* 原文节选:
• • • • • • •

最终的事故原因在这里也交代一句:这架飞机是前苏联制造的TU154B飞机,在俄罗斯专家来华与国内航空专家的联合调查中发现,飞机起飞前的维修时,维修人员将减震交换平台的插头差错,飞机也没有查错设置,故而飞机带着故障起飞,最终坠毁。一个小小的插头的错插带走了160条生命,这背后是飞机设计的缺陷、维修管理的漏洞和机组培训的不足等问题。据说俄罗斯专家在调查清楚后,扑通一声跪倒在地,泪流满面,这说明他们知道了飞机设计上存在的严重缺陷。同时检查、监察等部门也对涉案的维修人员进行了连夜抓捕。
查不出死因怎么办
工作两三年后,左芷津第一次“单飞”(指单独解剖)出现场,就碰上了个不同寻常的案子。新街口附近某小区,一位29岁女子死亡,身份明确,死因不明。西城区公安分局向市局请求支援,市局便派了左芷津去积水潭医院的太平间进行法医解剖。谁料出师不利,从下午一直到天黑,左芷津认认真真地从头到脚解剖完了,什么也没发现,也就是说,没有找到死因,他心里一下子就“毛”了。用法医的术语讲,这属于“阴性解剖”,是解剖中的大忌,法医最“窘”的就是碰上这类情况。左芷津很郁闷,只好把死者所有脏器一丁点不落地带回了局里。
第二天,他向局里几位老法医请教。主任与他再次去太平间查看尸体,也没有发现任何异常,于是便等待毒物检验和病理检验。毒物检验没有发现常见毒物,病理性检验中除了胰腺有少量红细胞外,没有发现任何病变。让左芷津感到温暖的是,北京市公安局的法医部门有个好风气,一旦遇到困难,大家一起上,谁都不会袖手旁观,法医们都明白,今天你碰到的情况说不定明天我就碰到了,有忙大家帮。每个法医都有自己擅长的领域和独特的心得,总有高手能指点迷津。但全员上阵,仍然对这个案子百思不得其解——谁都没有看出有什么问题。

• • • • • • •

* 所附材料:
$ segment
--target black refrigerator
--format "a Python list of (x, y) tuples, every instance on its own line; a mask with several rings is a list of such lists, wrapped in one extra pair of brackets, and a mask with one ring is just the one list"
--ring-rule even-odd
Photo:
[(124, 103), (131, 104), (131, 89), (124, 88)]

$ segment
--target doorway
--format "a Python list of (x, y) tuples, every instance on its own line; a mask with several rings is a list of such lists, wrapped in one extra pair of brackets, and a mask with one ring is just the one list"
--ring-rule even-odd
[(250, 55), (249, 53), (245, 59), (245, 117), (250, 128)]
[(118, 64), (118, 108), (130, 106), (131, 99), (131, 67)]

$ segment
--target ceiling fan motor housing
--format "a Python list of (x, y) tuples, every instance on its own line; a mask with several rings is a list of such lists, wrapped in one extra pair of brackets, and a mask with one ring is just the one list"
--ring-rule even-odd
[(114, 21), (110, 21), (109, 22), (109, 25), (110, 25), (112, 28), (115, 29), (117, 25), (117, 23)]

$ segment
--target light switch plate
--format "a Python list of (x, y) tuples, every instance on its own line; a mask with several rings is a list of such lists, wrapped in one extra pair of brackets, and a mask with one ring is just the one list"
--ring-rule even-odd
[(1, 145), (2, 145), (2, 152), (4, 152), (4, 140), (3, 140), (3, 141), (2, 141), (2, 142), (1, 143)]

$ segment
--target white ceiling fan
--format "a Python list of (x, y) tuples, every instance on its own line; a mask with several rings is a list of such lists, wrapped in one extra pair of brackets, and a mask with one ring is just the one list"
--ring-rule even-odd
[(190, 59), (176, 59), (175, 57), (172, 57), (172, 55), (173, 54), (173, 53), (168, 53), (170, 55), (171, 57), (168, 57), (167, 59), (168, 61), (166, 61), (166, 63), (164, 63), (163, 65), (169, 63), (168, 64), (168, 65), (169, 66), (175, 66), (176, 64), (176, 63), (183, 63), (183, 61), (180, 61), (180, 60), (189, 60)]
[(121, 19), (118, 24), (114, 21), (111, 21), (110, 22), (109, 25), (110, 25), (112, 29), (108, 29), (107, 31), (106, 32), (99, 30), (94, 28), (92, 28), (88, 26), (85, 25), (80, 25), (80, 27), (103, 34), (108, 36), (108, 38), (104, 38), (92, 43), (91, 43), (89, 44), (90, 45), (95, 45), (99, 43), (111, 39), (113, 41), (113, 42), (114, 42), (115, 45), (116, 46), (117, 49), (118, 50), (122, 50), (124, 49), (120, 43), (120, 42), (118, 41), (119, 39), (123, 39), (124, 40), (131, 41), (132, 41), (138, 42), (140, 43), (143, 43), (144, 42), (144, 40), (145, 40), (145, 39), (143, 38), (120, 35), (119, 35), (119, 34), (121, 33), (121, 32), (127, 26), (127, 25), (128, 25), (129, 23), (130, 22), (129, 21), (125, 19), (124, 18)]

• • • • • • •

* 任务清单:
- A) 用两句话概括这篇节选的内容。
- B) 将节选中从“最终的事故原因在这里也交代一”到“案的维修人员进行了连夜抓捕。”的部分原样重新录入,首尾两处都包括在内。
- C) 接着这篇关于法医左芷津办案经过的节选往下写,从它最后一句之后开始。
所附材料与此处的内容无关。

* 参考答案:
- A) 这架TU154B飞机起飞前,维修人员插错了减震交换平台的插头,飞机也没有查错设置,于是带着故障起飞并最终坠毁,160人因此丧生。法医左芷津第一次单独解剖一名死因不明的29岁女子,却没有找到死因;此后老法医再次查看尸体,毒物检验和病理检验也都没有发现问题,全员上阵仍百思不得其解。

- B)
最终的事故原因在这里也交代一句:这架飞机是前苏联制造的TU154B飞机,在俄罗斯专家来华与国内航空专家的联合调查中发现,飞机起飞前的维修时,维修人员将减震交换平台的插头差错,飞机也没有查错设置,故而飞机带着故障起飞,最终坠毁。一个小小的插头的错插带走了160条生命,这背后是飞机设计的缺陷、维修管理的漏洞和机组培训的不足等问题。据说俄罗斯专家在调查清楚后,扑通一声跪倒在地,泪流满面,这说明他们知道了飞机设计上存在的严重缺陷。同时检查、监察等部门也对涉案的维修人员进行了连夜抓捕。

- C)
于是,案子惊动了我国著名法医病理学家赵经隆先生。赵经隆先生1924年出生,1952年毕业于北京医学院,是新中国培养的第一批法医。赵经隆先生把自己关在办公室里好几天,看完了所有的病理切片,然后把他们都叫过去说,死者死于急性出血坏死性胰腺炎,胰腺中的红细胞就是证据。
急性出血坏死性胰腺炎是一种发病迅猛、经常引发猝死的疾病,死亡率颇高。而且此病病因迄今仍不十分明确,更给法医们造成了一定的困难。事后,赵老亲自写了法医病理学的诊断,其中的一句描述给左芷津留下了深刻的印象:“红细胞像大海洋,坏死的胰岛组织似岛屿样分布。”左芷津第一次感觉到,权威的病理诊断也能写得如此清晰明了,科学也能如此通俗易懂。
惊天大案背后玄机
在首都工作的法医,难免不会碰上几个起震惊全国的大案子。左芷津就遇到过不止一次,他在书中详细写了两个惊天大案,他都参与了全程的法医解剖和侦破工作。这两个案子死亡人数倒不多,但死者身份特殊,都是大官。左芷津对于这样的案子的经验是,重中之重是弄清自杀还是他杀,一定要把证据找得无比扎实,经得住时间和历史的考验。
第一个案子发生在1995年4月5日清明节下午6时,北京市公安局接到市委的电话,称市委常委、副市长王宝森已经失联超过24小时,公安干警与法医、痕迹等专业技术人员带上警犬,立即随王宝森的司机到怀柔山里寻找。当时左芷津正在秦城监狱参加干部培训,接到消息后火速回到局里,与同事们赶往怀柔。凌晨五点多,他们在半山腰的一个小沟里发现了王宝森的尸体。
在其后的检验和解剖中,左芷津得出结论:王宝森是因用制式手枪接触射击头部,造成重度开放性颅脑损伤而死亡,枪伤符合自己右手开枪形成。也就是说,法医这边的结论是王宝森是用右手持手枪射太阳穴自杀的。在王宝森的手臂皮肤上的附着物进行的残留火药微粒检查,其中的成分是锑、锡和铅,与他手中手枪里子弹的火药对比后证明是同一种火药。在其它痕迹检验如弹道检验等也都支持了这个结论。尸检后,市局法医中心还专门买了一个单人冰柜,把王宝森的尸体放进去,贴上封条。直到三年后,才最终处理了王宝森的尸体。
关于案子其他与法医无关的侦破细节,如枪和子弹是从何而来,和事后还原的整个案发过程的部分,就不在这里赘述了,感兴趣的读者可以去看书中的完整叙述。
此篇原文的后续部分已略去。